**Prompt**
Repeat each record below exactly as given.

**Records supplied**
====================

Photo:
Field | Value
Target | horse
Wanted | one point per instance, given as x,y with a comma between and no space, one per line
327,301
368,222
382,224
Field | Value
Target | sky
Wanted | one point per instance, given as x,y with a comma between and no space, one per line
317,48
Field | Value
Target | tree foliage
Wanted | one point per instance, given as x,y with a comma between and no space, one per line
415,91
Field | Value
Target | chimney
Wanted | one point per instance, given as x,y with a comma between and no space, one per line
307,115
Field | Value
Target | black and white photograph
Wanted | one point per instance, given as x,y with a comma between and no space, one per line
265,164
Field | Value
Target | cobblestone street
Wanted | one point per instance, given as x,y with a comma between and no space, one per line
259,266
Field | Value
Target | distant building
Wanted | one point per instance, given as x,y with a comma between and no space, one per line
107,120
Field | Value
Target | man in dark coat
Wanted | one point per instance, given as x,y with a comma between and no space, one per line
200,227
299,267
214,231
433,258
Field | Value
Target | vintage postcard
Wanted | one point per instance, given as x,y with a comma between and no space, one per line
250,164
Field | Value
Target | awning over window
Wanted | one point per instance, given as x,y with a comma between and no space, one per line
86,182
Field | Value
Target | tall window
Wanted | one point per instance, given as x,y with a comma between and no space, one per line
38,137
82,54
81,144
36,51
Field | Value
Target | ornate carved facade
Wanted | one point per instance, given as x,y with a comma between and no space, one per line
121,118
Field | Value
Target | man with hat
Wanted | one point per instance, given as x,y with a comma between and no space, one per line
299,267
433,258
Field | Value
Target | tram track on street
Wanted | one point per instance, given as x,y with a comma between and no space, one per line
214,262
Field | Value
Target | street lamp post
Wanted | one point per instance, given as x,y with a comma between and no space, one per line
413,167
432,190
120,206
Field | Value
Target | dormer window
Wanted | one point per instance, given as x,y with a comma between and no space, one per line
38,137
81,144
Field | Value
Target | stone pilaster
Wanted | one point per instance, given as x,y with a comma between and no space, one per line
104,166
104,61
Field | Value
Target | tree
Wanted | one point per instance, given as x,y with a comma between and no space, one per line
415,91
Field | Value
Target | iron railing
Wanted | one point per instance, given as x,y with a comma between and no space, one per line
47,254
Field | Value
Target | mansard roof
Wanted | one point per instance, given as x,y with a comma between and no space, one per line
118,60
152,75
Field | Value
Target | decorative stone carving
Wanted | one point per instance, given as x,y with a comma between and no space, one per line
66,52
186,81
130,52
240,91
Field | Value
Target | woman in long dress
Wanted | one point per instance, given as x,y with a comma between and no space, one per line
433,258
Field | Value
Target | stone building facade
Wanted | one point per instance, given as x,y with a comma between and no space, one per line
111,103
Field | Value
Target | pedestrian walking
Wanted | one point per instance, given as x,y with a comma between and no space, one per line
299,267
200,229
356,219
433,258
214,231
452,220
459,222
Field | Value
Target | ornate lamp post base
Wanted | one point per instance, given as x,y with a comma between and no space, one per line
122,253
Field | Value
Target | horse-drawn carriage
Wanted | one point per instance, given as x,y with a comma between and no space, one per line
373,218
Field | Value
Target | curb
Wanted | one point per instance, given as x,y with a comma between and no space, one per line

====================

**Task result**
Photo:
Field | Value
Target | horse
Wanted | one point per instance, given as x,y with a comma between and no space, one per line
327,301
368,222
382,224
Field | Value
Target | sky
Wanted | one point per instance, given as x,y with a comma between and no space, one per line
317,48
Field | Value
Target | tree foliage
Wanted | one point per instance, given as x,y with a comma between and no space, one per line
415,91
Field | Value
Target | chimney
Wanted | one point per instance, given as x,y with a comma between and no space, one per line
307,115
Field | Value
Target | black and white photograph
Wanted | one point per instance, given as x,y with a comma between and no space, one per line
265,164
Field | Value
Target | cobblestone street
Wanted | one point per instance, given as x,y with a comma between and no space, one per line
259,266
Field | Value
Target | distant building
Wanted | one point per instance, given as x,y with a comma between and no space, one per line
107,120
Field | Value
Target | man in dark coat
Wanted | one point per instance, given as x,y with a comma between and no space, one per line
200,227
299,267
214,231
433,258
Field | Value
Target | vintage postcard
Wanted | one point per instance, given as x,y with a comma between and no space, one per line
250,164
Field | Value
Target | awning over window
Wanted | one point per instance, given as x,y with a comma between and no space, one per line
86,182
Field | Value
Target | tall window
Wanted | one point per instance, given as x,y with a comma between and no space, one per line
38,137
82,54
81,144
36,51
Field | Value
Target | ornate carved facade
Wanted | one point per instance, given as x,y with a comma between and no space, one per line
121,118
Field | Value
Target | man with hat
Wanted | one point per instance, given as x,y with a comma between and no space, one per line
299,267
433,258
Field | Value
Target | tram track on street
Wanted | one point per instance, given as x,y with a comma between and no space, one per line
214,262
Field | Value
Target | street lamp post
Wanted | one point per instance, given as x,y with a comma between and no space, one per line
413,167
432,190
120,206
Field | Value
Target | dormer window
Wanted | one point per instance, given as x,y with a comma between and no space, one per line
38,137
81,144
Field | Value
Target | stone pilaster
Wanted | one point per instance, given as x,y with a comma between and no space, one per line
104,166
104,61
Field | Value
Target | tree
Wanted | one point per instance, given as x,y with a comma between and no space, one per line
415,91
Field | Value
Target | iron railing
Wanted | one point per instance, given as x,y with a comma between and no space, one per line
47,254
Field | Value
Target | mansard roof
Wanted | one point per instance, given as x,y with a comma between and no space, one per line
118,60
152,75
Field | Value
Target | decorative stone carving
Wanted | one point per instance, given as x,y with a comma between and no space, one per line
66,52
186,81
130,52
240,91
Field | Value
Target | woman in long dress
Wanted | one point per instance, given as x,y with a comma between and no space, one per line
433,258
Field | Value
Target | stone building facade
Wanted | one point per instance, given as x,y with a comma between and no space, one per line
111,103
Field | Value
Target | pedestrian walking
Wanted | one point per instance, given as x,y with a comma between and no space, one per line
299,267
200,229
356,219
433,258
214,231
452,220
459,222
Field | Value
Target | ornate lamp post base
Wanted | one point per instance, given as x,y with a comma between and no space, one per line
122,253
Field | Value
Target | horse-drawn carriage
Wanted | one point per instance, given as x,y with a comma between and no space, one per line
373,218
Field | Value
Target | curb
Wanted | one point per instance, given as x,y with a comma between and no space, one per line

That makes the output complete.